• Provided passage:
* START *

We say that $s$ is skew-rigid if whenever
$E:\mathcal{V}\times\mathcal{V}\rightarrow\mathcal{V}$ is an endomorphism,
the mapping $x\mapsto E(e,x)$ is a constant mapping or the mapping
$x\mapsto E(x,e)$ is a constant mapping.
Theorem: If the mapping $s$ is skew-rigid, then there is a bijection $W:\{0,\dots,n-1\}\rightarrow\{0,\dots,n-1\}$ along with automorphisms
$\psi_{0},\dots,\psi_{n-1}$ of $\mathcal{V}$ such that
$\psi((x_{k})_{k=0}^{n-1})=(\psi_{j}(x_{W(j)}))_{j=0}^{n-1}$ whenever $x_{0},\dots,x_{n-1}\in V$.
Proof:
Define a mapping $\text{in}_{j}:V\rightarrow V^{n}$ by letting
$\text{in}_{j}(r)=(r_{k})_{k=0}^{n-1}$ by letting $r=r_{j}$ and $r_{k}=e$ whenever $k\neq j$. Define a mapping $\text{jn}_{j}:V^{n}\rightarrow V$ by letting $\text{jn}_{j}(r_{k})_{k=0}^{n-1}=r_{j}.$
Now, observe that $\text{jn}_{j}\circ\psi\circ\text{in}_{i}:\mathcal{V}\rightarrow\mathcal{V}$ is an endomorphism for all $i,j$, so let
$\psi_{i,j}=\text{jn}_{j}\circ\psi\circ\text{in}_{i}$. Since $\mathcal{V}^{n}$ is generated by the subalgebras of the form
$\text{in}_{i}[\mathcal{V}]$, we observe that the automorphism $(\theta,\psi)$ is completely determined by the matrix of endomorphisms $(\psi_{i,j})_{i,j}$ of $\mathcal{V}$.

* END *

• Recorded information:

* START *

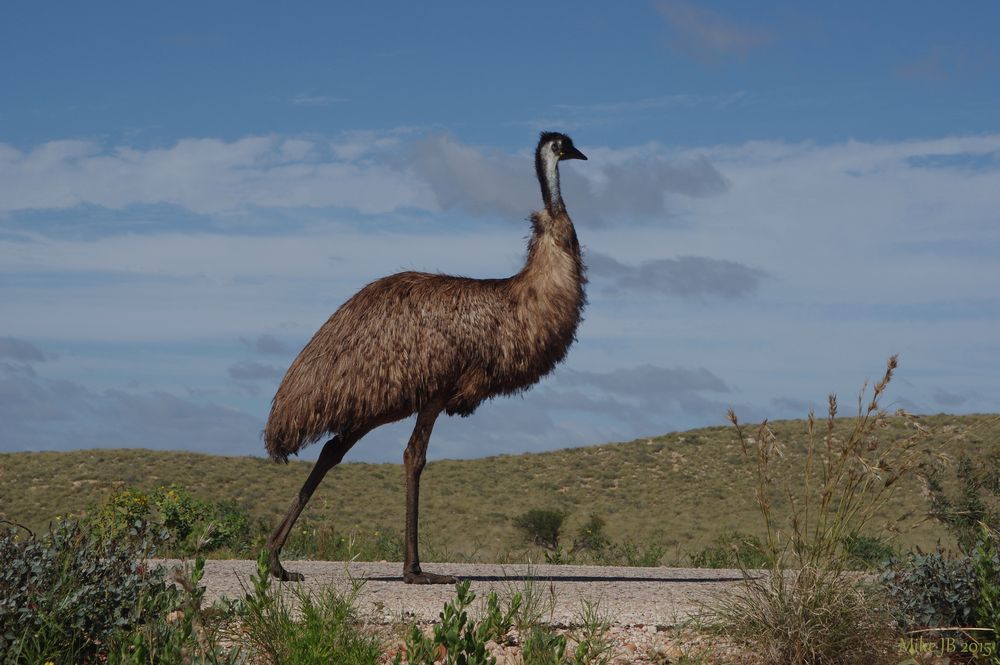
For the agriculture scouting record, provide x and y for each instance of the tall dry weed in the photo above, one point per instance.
(808, 607)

* END *

• Task requirements:
1. Translate this sentence from the skew-rigid excerpt into French: "Since $\mathcal{V}^{n}$ is generated by the subalgebras of the form $\text{in}_{i}[\mathcal{V}]$, we observe that the automorphism $(\theta,\psi)$ is completely determined by the matrix of endomorphisms $(\psi_{i,j})_{i,j}$ of $\mathcal{V}$."
2. Extend the skew-rigid excerpt, carrying the proof on from its final sentence.
The material has nothing to do with the skew-rigid excerpt.

• Results:
1. Puisque $\mathcal{V}^{n}$ est engendré par les sous-algèbres de la forme $\text{in}_{i}[\mathcal{V}]$, on observe que l'automorphisme $(\theta,\psi)$ est entièrement déterminé par la matrice d'endomorphismes $(\psi_{i,j})_{i,j}$ de $\mathcal{V}$.

2.
Suppose that $s$ is skew-rigid. Suppose $i\neq j$. Let
$\text{in}_{i,j}:\mathcal{V}^{2}\rightarrow\mathcal{V}^{n}$ be the mapping defined by letting $\text{in}_{i,j}(u,v)=(v_{k})_{k}$ precisely when $v_{i}=u,v_{j}=v$, and $v_{k}=e$ whenever $k\not\in\{i,j\}$.
Suppose $i\neq j$ and $E=\text{jn}_{k}\circ\psi\circ\text{in}_{i,j}$.
Then $E$ is a homomorphism from $\mathcal{V}^{2}$ to $\mathcal{V}.$
Furthermore, $E(x,e)=\psi_{i,k}(x),E(e,x)=\psi_{j,k}(x)$, so the mapping $\psi_{i,k}$ is a constant mapping or the mapping $\psi_{j,k}$ is a constant mapping.
For each $n$, there is an $n+1$-ary term $t$ in the language of $\mathcal{V}$ such that $t(x_{1},\dots,x_{n},e)=x_{1}\dots x_{n}$ and more generally that $$t(x_{1},\dots,x_{n},a)=x_{1}a^{-1}x_{2}\dots x_{n-1}a^{-1}x_{n}.$$
We have
$$(x_{k})_{k=0}^{n-1}=t(\text{in}_{0}(x_{0}),\dots,\text{in}_{n-1}(x_{k}),e),$$ so
$$\text{jn}_{j}\psi((x_{k})_{k=0}^{n-1})=t(\text{jn}_{j}\psi(\text{in}_{0}(x_{0})),\dots,\text{jn}_{j}\psi(\text{in}_{n-1}(x_{k})),\text{jn}_{j}\psi(e)).$$ Therefore, there is some $i$ where
the mapping $\text{jn}_{j}\psi\text{in}_{i'}$ is a constant function whenever $i'\neq i.$ Therefore, there is a function $W:\{0,\dots,n-1\}\rightarrow\{0,\dots,n-1\}$ where for all $j$, there is some endomorphism
$\psi_{j}:\mathcal{V}\rightarrow\mathcal{V}$ with
$\text{jn}_{j}\psi((x_{k})_{k=0}^{n-1})=\psi_{j}(x_{W(j)})$.
Therefore, we have $\psi((x_{k})_{k=0}^{n-1})=(\psi_{j}(x_{W(j)}))_{j=0}^{n-1}$. Since the mapping $\psi$ is an automorphism and since $\mathcal{V}$ is finite, we know that each mapping $\psi_{j}$ must also be an automorphism and the mapping $W$ must be a bijection.
Q.E.D.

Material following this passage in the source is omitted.